**Work instructions**
Transcribe the data below word for word, leaving out the pictures.

-- BEGIN --

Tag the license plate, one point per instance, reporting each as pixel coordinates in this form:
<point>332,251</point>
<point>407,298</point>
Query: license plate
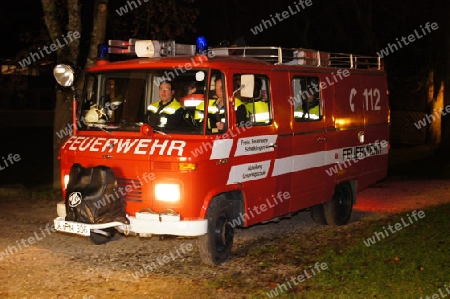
<point>73,227</point>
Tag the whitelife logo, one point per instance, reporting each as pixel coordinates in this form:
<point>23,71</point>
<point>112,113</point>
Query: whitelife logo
<point>49,49</point>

-- END --

**Solution below**
Tag the license plate, one point per instance, reporting each as pixel coordinates in this form:
<point>332,251</point>
<point>407,298</point>
Query: license plate
<point>73,227</point>
Tag the whitelife logo, one point per instance, reporting each as pixel coordinates in this form:
<point>23,71</point>
<point>112,113</point>
Query: whitelife logo
<point>49,49</point>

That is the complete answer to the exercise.